Task objective: Tell how many lines of the entries below include the string "hand". Respond with the number alone.

Data excerpts:
---

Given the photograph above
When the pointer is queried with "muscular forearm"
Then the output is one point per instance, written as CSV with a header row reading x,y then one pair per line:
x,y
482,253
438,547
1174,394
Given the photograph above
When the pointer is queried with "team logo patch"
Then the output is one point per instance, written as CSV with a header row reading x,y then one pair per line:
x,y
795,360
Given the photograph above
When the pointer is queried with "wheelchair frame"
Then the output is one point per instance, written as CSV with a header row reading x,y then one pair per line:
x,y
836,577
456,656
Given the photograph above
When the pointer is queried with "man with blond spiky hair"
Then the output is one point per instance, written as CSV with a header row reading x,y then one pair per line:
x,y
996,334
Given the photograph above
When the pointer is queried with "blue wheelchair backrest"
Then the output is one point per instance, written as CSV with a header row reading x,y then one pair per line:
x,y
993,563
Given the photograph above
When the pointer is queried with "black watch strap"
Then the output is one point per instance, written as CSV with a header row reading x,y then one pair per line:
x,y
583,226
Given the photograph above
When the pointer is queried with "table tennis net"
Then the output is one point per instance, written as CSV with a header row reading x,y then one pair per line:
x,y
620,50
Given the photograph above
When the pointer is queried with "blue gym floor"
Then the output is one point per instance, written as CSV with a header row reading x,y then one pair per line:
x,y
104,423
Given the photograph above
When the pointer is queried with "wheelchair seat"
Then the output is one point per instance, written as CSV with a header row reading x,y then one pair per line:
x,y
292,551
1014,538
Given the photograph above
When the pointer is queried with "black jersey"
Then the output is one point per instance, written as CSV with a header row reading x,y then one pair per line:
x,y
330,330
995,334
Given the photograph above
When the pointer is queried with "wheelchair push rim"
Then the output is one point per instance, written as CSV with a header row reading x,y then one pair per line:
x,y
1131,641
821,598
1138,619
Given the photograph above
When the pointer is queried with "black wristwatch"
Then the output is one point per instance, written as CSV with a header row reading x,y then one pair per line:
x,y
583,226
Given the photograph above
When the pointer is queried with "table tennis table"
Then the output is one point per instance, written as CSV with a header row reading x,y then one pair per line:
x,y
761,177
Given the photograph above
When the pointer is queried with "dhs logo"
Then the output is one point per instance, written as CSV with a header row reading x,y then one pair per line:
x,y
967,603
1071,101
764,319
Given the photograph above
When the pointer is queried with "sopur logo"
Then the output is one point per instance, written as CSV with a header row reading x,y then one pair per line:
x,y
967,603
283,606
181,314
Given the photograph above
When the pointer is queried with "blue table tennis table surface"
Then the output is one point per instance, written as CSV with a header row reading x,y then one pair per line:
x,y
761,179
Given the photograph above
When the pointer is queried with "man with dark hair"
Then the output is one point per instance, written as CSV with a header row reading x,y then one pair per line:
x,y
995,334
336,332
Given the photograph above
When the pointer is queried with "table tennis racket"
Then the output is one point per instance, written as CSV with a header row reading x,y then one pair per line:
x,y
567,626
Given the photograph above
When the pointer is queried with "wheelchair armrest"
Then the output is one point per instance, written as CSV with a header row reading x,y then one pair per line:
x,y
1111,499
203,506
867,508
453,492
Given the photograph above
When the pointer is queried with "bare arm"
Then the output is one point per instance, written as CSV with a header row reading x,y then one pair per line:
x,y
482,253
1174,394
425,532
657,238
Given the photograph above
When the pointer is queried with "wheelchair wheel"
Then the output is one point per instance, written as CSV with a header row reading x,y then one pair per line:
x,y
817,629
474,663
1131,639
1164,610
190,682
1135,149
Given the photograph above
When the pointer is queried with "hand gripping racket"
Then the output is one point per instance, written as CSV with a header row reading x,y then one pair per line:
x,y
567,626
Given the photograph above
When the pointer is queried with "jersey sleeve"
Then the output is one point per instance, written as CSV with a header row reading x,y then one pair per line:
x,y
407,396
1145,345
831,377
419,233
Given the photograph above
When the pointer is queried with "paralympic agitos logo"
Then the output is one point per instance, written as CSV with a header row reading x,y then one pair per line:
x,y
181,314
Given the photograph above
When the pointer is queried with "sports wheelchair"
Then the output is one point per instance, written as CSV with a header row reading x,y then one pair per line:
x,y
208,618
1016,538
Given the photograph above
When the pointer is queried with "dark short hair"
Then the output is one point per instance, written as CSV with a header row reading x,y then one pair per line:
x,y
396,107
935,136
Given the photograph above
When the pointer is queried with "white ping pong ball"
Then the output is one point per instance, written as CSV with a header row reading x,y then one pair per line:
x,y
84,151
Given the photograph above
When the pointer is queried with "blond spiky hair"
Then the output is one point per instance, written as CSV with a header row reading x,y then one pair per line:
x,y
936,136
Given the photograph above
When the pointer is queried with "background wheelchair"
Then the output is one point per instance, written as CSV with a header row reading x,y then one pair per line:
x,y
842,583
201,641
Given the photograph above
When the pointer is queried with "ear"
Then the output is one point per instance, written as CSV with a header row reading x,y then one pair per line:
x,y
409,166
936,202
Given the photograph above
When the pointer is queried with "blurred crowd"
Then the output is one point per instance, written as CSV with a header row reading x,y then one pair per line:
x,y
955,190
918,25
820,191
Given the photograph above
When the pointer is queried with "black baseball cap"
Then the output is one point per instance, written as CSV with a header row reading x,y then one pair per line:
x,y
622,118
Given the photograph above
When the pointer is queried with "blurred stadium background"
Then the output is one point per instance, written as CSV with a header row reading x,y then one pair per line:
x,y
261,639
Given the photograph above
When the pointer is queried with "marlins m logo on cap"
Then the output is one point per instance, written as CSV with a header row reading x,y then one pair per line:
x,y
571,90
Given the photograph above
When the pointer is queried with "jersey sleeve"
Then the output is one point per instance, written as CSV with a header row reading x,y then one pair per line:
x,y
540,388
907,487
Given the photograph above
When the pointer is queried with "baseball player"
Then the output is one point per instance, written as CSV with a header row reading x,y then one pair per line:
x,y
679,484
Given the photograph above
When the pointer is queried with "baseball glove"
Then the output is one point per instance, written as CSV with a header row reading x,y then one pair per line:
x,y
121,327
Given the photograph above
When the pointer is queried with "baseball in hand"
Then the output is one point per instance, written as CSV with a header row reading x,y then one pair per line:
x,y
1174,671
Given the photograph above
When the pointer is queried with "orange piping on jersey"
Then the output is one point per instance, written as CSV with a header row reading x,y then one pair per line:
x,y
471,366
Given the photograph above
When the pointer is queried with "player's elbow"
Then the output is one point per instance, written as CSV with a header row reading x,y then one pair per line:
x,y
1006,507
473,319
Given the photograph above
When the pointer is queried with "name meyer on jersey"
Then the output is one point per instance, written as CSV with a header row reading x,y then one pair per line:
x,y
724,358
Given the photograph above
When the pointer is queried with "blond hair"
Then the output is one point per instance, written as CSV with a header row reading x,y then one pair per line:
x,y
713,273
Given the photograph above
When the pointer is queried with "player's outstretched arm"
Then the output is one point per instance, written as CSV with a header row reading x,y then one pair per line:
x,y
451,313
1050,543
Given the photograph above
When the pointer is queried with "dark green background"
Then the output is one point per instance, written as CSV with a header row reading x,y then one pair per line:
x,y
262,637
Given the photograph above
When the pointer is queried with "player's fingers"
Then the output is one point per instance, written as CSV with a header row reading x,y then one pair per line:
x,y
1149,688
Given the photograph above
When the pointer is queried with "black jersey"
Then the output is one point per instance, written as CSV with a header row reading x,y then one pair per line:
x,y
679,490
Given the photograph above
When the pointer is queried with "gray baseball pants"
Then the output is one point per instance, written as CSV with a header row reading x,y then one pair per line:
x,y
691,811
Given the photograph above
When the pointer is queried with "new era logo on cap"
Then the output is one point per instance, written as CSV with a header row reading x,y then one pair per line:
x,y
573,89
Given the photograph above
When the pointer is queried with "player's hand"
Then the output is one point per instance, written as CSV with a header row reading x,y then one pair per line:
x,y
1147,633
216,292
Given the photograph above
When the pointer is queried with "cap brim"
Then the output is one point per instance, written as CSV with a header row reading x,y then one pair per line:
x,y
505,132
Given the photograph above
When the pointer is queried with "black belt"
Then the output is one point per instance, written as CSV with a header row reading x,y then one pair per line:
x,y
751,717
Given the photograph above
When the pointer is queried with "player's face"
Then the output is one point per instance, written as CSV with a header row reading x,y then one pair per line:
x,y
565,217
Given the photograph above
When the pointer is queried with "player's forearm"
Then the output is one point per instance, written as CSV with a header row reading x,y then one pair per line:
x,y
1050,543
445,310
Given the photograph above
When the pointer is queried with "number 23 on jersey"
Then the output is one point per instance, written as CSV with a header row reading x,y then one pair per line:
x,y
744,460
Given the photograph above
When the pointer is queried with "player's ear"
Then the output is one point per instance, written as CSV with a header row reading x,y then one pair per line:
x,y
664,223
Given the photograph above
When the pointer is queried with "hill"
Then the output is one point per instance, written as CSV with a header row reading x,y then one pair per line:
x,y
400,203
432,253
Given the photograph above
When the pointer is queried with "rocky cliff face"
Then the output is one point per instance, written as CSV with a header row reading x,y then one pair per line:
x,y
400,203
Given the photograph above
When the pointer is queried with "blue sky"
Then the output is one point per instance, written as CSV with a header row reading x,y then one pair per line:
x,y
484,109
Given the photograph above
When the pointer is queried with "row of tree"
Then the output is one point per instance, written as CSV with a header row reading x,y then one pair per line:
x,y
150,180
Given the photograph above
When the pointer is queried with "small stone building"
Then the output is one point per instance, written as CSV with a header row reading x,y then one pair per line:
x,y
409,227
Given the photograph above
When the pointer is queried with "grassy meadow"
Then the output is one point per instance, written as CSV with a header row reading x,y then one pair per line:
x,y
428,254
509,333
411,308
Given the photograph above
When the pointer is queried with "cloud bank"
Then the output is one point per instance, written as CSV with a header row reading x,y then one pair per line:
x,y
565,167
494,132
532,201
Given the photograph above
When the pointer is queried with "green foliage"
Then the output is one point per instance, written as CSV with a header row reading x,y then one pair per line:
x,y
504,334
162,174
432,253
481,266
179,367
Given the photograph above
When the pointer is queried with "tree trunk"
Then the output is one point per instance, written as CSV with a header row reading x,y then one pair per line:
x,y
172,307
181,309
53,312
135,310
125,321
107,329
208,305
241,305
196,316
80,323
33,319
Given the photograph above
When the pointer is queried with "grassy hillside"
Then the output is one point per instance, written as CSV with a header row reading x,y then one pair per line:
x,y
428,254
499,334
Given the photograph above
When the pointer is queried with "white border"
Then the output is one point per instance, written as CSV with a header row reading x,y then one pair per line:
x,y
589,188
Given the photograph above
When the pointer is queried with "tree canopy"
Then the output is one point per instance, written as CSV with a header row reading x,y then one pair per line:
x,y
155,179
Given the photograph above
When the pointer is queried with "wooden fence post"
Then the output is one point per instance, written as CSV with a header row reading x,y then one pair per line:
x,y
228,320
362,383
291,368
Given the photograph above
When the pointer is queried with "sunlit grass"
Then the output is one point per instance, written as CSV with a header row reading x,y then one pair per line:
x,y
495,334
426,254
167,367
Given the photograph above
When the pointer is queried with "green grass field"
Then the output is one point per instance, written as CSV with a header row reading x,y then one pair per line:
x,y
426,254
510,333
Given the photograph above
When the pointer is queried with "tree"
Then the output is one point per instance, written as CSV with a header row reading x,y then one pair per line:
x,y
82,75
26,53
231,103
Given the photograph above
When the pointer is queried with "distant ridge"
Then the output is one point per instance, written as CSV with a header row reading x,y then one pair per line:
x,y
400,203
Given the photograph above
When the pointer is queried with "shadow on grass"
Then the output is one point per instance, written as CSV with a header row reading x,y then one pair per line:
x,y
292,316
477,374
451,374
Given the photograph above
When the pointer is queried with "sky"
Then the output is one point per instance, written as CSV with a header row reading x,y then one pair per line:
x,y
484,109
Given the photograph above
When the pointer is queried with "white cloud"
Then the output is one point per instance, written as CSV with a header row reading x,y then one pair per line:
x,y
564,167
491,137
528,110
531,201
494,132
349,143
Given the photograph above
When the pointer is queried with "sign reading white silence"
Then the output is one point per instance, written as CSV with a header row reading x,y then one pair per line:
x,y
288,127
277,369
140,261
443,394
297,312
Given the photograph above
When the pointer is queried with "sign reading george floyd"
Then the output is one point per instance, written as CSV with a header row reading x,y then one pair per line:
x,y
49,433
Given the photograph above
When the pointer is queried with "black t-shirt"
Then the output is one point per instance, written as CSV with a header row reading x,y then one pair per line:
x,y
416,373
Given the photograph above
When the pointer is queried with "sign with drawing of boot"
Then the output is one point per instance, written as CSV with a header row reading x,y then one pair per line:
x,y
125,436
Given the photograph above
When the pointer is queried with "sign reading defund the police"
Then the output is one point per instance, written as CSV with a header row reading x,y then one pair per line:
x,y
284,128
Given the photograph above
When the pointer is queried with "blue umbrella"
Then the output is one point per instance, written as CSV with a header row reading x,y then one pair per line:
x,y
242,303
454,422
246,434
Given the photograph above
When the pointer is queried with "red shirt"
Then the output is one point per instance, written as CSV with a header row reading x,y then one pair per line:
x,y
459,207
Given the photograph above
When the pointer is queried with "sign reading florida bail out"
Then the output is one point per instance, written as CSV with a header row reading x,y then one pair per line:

---

Response below: 3